[DIRECTIONS] Write out the material exactly, with the pictures left out.

[RECORD EXTRACTS]

* * * * * * * * *

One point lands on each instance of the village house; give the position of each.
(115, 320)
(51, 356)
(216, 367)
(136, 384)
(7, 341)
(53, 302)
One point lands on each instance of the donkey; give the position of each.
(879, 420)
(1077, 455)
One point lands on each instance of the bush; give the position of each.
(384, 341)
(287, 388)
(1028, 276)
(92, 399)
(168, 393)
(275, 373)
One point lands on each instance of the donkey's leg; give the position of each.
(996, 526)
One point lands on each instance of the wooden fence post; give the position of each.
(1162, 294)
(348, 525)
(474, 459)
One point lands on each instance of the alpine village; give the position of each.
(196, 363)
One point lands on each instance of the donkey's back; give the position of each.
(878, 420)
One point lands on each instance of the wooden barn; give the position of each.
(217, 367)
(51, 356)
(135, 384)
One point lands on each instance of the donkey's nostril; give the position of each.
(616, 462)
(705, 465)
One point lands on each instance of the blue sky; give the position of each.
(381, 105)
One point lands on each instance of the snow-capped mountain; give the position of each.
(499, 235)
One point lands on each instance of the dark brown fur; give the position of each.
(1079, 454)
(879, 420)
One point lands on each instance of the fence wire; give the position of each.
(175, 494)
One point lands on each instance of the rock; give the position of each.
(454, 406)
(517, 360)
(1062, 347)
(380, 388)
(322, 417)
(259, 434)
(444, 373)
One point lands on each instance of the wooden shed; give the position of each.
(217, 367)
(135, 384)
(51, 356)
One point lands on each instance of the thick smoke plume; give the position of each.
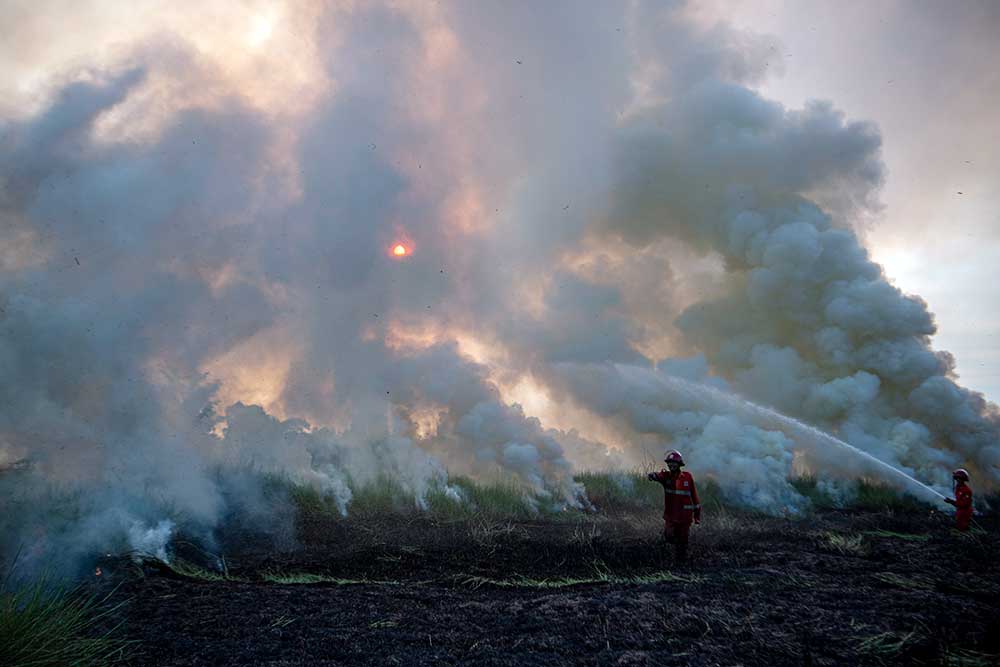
(196, 285)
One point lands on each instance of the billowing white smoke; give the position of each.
(201, 290)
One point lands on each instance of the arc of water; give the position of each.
(767, 416)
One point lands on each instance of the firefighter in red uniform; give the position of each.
(962, 500)
(680, 502)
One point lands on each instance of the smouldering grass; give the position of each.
(191, 571)
(852, 545)
(498, 498)
(504, 498)
(877, 496)
(42, 624)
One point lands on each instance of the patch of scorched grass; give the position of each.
(886, 645)
(600, 577)
(908, 537)
(965, 658)
(42, 624)
(913, 583)
(308, 578)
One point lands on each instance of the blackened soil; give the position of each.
(837, 589)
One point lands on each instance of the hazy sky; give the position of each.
(926, 73)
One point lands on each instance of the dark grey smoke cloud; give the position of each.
(558, 144)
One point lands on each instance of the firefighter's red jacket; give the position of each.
(963, 501)
(680, 498)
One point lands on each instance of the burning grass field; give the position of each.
(500, 580)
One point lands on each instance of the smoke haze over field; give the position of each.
(196, 276)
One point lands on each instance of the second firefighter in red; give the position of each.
(962, 500)
(680, 502)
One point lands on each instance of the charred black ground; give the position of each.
(836, 588)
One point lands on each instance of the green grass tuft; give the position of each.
(847, 545)
(880, 497)
(42, 624)
(191, 571)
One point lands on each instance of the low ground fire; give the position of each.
(507, 333)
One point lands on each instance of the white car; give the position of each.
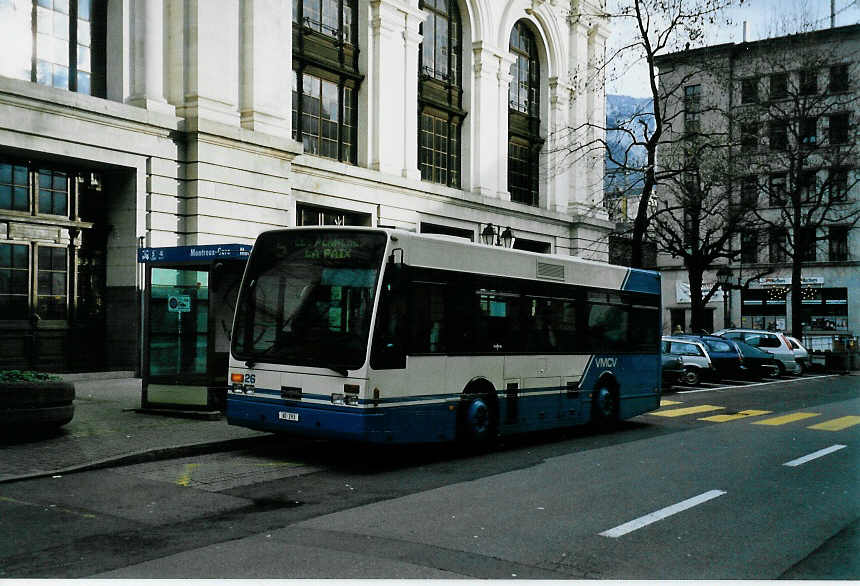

* * * * * * * * *

[RESULT]
One point lands on each instance of the village house; give the position of each.
(115, 320)
(51, 356)
(216, 367)
(136, 384)
(7, 341)
(53, 302)
One point lands on each instance of the donkey; give the position of each.
(879, 420)
(1077, 455)
One point lands on each instance of the bush; give the position of each.
(384, 341)
(287, 388)
(1028, 276)
(92, 399)
(168, 393)
(275, 373)
One point lands on each instance of the donkey's leg; give the position of each.
(996, 526)
One point lands on each instance of the wooden fence post; give the position of each.
(1162, 294)
(348, 525)
(474, 459)
One point lands on each instance of the alpine village; give the position of each.
(196, 363)
One point lands on each instance of the donkey's back; give the position of each.
(878, 420)
One point lands on each instance of the wooden barn; give the position of each.
(217, 367)
(51, 356)
(135, 384)
One point lands on each instance of the donkey's nostril; give the position of each.
(616, 462)
(705, 465)
One point lands on each instance of the blue sky; give the position of each.
(381, 105)
One point lands on each instance of the snow-capped mountain; give the position of each.
(499, 235)
One point lands on each instance of the dark brown fur; give the position of each.
(1079, 454)
(879, 420)
One point lands on each instance of the fence wire; give the position of each.
(175, 494)
One point lands on each instance of the rock; give the position of each.
(454, 406)
(517, 360)
(1062, 347)
(380, 388)
(322, 417)
(259, 434)
(444, 373)
One point lands on each instance of the wooden shed; give the position of each.
(217, 367)
(135, 384)
(51, 356)
One point lands on each instance of the thick smoke plume; give the position of each.
(196, 285)
One point lands on each instance of the billowing white smoke; give the position of each.
(201, 290)
One point lands on each instance of the arc of water; give the position of each.
(767, 416)
One point lands on each instance of the firefighter in red uniform; give the position of each.
(962, 500)
(680, 502)
One point lands on each instance of the smouldering grass; give the position of each.
(191, 571)
(852, 545)
(498, 498)
(504, 498)
(877, 496)
(42, 624)
One point lands on each instance of the patch of scorched grass; give the position of each.
(886, 645)
(600, 577)
(908, 537)
(965, 658)
(42, 624)
(913, 583)
(308, 578)
One point lands on each instance of the blackened soil; give the position of each.
(837, 589)
One point lands on each instance of the hazy sky; give the position of each.
(926, 73)
One point lands on each instance of the dark grey smoke cloud; give the position of each.
(558, 144)
One point lands on each instance of the firefighter's red jacket; give the position of each.
(963, 501)
(680, 498)
One point lands on each instance of the burning grass field; give the position of each.
(500, 580)
One point lands on each instance of the smoke haze over field; give the position of each.
(196, 276)
One point lands on each instance of the second firefighter in red; give the position of each.
(962, 500)
(680, 502)
One point lands on each instance of the charred black ground; give the position of each.
(836, 588)
One point lands on each instance of the green grass tuft; give the position of each.
(847, 545)
(880, 497)
(42, 624)
(191, 571)
One point lands on each instance of the low ground fire; give the position of each.
(507, 333)
One point lands on each instance of the white car; give the position of each.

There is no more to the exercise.